Excerpt provided
Railway station in Ise, Mie Prefecture, Japan

Isuzugaoka Station (五十鈴ヶ丘駅, Isuzugaoka-eki) is a passenger railway station in located in the city of Ise, Mie Prefecture, Japan, operated by Central Japan Railway Company (JR Tōkai).

==Lines==
Isuzugaoka Station is served by the Sangū Line, and is located 17.9 rail kilometers from the terminus of the line at Taki Station.

==Station layout==
The station consists of one side platform serving a single bi-directional traffic. There is no station building, and the station is unattended.

===Platforms===

| 1 | ■ Sangū Line | For Iseshi, Taki, Kameyama, Yokkaichi and Nagoya For Futaminoura and Toba |

==Adjacent stations==

| « |  | Service | » |  |
JR Sangū Line
| Iseshi |  | Local |  | Futaminoura |
| Iseshi |  | Rapid Mie |  | Futaminoura |

==History==
Isuzugaoka Station opened on April 1, 1963 as a station on the Japan National Railways (JNR) Sangū Line. The station was absorbed into the JR Central network upon the privatization of the JNR on April 1, 1987.

What you have to do
Copy out the Isuzugaoka Station article in full, word for word, from its first line through its last sentence.

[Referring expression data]
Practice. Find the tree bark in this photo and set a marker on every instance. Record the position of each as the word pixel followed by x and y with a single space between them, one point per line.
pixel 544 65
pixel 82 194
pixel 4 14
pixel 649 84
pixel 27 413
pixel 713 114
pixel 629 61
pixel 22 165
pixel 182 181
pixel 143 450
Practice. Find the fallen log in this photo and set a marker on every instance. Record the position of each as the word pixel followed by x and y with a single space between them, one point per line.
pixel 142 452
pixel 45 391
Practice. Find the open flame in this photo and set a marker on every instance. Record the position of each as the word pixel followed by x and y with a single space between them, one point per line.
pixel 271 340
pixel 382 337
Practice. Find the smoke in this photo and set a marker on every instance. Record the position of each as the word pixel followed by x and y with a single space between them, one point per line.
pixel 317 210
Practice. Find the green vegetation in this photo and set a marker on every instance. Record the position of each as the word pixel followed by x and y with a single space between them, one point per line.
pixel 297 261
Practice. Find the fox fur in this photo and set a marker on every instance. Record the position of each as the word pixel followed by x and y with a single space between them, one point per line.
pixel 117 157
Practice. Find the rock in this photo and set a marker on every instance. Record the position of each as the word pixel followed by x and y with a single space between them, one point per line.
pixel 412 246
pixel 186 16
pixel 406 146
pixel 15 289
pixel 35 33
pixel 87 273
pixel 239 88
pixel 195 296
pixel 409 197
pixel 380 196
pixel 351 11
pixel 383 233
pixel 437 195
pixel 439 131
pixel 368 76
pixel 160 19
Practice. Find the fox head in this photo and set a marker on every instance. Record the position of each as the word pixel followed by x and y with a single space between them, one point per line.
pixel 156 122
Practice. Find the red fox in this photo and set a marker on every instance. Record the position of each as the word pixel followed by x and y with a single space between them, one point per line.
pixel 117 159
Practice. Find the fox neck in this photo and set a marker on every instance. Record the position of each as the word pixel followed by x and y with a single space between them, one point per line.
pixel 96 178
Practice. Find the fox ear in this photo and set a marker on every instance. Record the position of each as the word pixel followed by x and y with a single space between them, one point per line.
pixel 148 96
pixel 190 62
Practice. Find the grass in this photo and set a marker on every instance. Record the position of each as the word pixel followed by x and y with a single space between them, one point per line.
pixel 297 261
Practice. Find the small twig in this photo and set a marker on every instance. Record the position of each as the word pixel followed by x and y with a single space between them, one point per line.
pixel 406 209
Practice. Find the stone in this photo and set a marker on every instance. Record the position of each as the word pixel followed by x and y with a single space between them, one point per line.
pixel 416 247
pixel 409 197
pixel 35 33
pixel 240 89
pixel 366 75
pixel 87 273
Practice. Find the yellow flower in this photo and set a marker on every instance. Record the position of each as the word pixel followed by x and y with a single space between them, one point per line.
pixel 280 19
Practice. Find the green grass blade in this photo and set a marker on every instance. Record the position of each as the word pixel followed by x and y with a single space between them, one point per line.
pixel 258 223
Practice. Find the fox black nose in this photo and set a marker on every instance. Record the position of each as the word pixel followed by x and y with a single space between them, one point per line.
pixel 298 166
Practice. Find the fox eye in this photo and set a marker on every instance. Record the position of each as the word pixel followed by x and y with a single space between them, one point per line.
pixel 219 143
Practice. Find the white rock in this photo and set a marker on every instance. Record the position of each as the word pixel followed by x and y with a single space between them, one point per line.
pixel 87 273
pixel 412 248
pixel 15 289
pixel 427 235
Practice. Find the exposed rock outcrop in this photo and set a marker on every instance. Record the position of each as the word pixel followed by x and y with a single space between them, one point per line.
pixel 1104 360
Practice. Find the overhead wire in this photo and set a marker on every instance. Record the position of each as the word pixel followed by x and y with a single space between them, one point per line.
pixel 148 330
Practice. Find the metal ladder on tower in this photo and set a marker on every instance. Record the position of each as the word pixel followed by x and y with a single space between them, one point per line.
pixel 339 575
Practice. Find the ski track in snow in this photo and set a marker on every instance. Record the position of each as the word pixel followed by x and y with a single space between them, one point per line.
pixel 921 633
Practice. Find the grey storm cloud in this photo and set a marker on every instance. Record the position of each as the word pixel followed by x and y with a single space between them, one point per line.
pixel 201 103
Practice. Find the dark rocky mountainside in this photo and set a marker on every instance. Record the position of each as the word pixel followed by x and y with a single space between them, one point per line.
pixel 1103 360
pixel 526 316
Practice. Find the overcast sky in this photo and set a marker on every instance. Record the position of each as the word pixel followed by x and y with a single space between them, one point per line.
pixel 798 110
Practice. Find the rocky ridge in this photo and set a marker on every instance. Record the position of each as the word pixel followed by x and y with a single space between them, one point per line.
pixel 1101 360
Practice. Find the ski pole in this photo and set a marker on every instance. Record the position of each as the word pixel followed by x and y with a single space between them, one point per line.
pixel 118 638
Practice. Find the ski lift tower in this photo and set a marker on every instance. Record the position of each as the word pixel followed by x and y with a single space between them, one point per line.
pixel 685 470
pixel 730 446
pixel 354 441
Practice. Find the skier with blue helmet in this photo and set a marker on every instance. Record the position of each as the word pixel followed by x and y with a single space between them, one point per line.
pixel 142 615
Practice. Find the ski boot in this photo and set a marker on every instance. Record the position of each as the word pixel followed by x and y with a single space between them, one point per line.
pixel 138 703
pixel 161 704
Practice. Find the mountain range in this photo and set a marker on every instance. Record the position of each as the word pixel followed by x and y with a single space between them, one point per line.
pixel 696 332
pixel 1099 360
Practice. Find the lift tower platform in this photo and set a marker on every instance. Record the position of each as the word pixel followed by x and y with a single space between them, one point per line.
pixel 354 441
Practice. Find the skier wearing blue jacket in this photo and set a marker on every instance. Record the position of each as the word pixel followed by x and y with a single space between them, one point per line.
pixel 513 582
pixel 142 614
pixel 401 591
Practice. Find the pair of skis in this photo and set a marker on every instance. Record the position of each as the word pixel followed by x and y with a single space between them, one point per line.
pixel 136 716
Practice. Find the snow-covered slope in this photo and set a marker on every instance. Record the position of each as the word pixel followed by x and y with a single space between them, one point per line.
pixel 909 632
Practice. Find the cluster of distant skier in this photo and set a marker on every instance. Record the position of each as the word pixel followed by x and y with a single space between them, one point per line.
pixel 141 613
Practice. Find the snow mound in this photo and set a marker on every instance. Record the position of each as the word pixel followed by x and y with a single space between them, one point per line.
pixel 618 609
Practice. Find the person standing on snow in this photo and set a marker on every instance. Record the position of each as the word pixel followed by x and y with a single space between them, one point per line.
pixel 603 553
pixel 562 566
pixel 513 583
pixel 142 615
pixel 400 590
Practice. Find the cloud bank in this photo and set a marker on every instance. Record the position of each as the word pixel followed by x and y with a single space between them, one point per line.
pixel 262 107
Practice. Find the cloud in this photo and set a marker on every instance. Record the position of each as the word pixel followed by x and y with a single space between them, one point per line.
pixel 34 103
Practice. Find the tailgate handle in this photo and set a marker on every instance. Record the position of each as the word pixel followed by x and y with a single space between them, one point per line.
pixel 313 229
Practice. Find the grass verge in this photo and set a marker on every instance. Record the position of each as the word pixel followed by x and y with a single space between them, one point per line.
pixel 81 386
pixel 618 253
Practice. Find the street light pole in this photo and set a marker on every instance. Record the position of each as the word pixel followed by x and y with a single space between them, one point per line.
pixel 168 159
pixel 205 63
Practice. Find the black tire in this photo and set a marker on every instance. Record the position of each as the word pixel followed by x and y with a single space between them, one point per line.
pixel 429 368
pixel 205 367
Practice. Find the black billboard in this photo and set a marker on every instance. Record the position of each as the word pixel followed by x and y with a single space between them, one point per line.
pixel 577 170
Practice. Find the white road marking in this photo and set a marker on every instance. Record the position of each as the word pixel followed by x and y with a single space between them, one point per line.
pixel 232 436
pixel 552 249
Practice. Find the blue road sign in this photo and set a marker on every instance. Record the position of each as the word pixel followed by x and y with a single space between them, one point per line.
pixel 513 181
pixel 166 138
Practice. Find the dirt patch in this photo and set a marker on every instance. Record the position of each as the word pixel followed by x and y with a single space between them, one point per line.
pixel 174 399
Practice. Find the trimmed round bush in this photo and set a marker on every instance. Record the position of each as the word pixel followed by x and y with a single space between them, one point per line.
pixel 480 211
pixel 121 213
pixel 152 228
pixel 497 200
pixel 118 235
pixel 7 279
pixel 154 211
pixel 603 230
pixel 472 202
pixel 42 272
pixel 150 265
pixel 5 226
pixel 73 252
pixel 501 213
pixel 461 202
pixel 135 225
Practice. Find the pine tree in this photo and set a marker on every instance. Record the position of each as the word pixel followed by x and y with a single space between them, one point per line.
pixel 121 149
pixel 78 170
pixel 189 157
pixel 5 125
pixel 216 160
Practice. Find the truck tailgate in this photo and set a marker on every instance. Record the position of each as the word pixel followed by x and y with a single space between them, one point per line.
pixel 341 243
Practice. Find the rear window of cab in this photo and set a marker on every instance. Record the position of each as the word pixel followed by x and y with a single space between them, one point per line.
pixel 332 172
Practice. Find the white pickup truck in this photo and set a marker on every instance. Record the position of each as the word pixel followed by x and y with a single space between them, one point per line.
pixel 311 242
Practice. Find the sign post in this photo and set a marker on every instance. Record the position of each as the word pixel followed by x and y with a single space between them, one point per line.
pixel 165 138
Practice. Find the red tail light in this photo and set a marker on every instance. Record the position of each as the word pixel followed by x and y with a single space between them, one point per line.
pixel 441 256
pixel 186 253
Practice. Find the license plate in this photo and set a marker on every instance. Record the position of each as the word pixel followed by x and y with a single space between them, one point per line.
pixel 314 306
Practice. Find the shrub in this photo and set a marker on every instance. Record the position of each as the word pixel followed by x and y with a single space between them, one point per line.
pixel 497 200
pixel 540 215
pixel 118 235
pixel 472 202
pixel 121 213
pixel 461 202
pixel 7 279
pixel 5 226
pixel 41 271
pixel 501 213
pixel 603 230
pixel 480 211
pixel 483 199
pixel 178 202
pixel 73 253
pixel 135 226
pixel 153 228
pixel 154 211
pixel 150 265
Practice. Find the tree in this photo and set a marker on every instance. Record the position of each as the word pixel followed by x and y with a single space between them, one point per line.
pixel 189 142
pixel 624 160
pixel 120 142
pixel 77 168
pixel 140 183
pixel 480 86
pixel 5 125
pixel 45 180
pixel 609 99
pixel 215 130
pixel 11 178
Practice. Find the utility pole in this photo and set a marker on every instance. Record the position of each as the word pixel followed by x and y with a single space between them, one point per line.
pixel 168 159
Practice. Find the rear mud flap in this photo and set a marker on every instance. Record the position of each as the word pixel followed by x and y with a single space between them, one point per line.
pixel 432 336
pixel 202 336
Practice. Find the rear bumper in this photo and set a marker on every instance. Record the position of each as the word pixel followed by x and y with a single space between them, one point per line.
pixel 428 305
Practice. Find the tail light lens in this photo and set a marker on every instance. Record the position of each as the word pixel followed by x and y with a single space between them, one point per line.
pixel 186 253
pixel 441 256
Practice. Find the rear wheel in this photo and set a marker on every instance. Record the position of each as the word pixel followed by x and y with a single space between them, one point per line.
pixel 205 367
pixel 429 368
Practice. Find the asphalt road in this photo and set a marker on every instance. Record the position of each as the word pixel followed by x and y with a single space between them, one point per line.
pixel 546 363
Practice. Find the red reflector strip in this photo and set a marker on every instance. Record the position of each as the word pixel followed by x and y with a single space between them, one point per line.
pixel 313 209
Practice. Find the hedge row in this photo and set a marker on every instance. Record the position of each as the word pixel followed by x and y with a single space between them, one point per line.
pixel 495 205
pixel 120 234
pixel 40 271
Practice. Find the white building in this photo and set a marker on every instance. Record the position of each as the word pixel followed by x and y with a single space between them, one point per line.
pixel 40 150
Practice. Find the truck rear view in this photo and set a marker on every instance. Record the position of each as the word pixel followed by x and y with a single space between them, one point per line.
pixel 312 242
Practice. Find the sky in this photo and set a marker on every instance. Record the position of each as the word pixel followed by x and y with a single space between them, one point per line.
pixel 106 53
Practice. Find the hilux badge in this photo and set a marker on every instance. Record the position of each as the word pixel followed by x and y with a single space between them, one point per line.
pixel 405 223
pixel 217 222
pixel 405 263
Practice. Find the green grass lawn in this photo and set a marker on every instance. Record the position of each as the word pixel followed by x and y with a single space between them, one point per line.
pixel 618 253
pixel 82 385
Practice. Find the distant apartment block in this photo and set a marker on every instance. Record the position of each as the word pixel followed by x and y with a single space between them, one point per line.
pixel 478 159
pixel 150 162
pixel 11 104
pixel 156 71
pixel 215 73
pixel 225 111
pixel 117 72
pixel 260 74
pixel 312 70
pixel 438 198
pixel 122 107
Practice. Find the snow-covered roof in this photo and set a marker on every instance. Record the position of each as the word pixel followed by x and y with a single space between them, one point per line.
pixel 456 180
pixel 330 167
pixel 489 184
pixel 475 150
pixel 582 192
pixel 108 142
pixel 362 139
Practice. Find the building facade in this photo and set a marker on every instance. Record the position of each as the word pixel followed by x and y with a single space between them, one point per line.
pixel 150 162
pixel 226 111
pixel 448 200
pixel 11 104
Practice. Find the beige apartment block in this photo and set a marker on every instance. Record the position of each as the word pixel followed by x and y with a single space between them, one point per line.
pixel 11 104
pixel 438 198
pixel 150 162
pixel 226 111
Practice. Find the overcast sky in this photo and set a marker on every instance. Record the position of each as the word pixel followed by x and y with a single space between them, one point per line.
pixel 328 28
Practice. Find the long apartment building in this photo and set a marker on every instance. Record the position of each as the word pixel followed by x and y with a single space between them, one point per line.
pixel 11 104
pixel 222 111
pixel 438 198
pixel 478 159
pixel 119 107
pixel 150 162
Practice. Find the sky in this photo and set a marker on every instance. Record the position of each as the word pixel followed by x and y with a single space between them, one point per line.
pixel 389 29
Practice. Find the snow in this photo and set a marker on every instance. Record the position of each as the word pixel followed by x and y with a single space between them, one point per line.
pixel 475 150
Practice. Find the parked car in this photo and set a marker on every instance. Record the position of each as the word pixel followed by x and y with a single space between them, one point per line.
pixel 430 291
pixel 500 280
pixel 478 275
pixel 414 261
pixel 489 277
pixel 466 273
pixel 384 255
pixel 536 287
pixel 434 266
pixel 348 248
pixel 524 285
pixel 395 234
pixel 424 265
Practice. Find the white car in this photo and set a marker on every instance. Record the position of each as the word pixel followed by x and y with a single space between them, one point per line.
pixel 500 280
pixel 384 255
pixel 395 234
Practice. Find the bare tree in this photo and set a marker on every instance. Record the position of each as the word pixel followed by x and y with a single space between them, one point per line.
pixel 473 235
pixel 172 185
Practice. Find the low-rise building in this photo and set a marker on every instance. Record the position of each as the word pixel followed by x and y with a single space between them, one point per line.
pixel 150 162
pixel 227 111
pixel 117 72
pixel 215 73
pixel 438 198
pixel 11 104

Expected output
Railway station in Ise, Mie Prefecture, Japan

Isuzugaoka Station (五十鈴ヶ丘駅, Isuzugaoka-eki) is a passenger railway station in located in the city of Ise, Mie Prefecture, Japan, operated by Central Japan Railway Company (JR Tōkai).

==Lines==
Isuzugaoka Station is served by the Sangū Line, and is located 17.9 rail kilometers from the terminus of the line at Taki Station.

==Station layout==
The station consists of one side platform serving a single bi-directional traffic. There is no station building, and the station is unattended.

===Platforms===

| 1 | ■ Sangū Line | For Iseshi, Taki, Kameyama, Yokkaichi and Nagoya For Futaminoura and Toba |

==Adjacent stations==

| « |  | Service | » |  |
JR Sangū Line
| Iseshi |  | Local |  | Futaminoura |
| Iseshi |  | Rapid Mie |  | Futaminoura |

==History==
Isuzugaoka Station opened on April 1, 1963 as a station on the Japan National Railways (JNR) Sangū Line. The station was absorbed into the JR Central network upon the privatization of the JNR on April 1, 1987.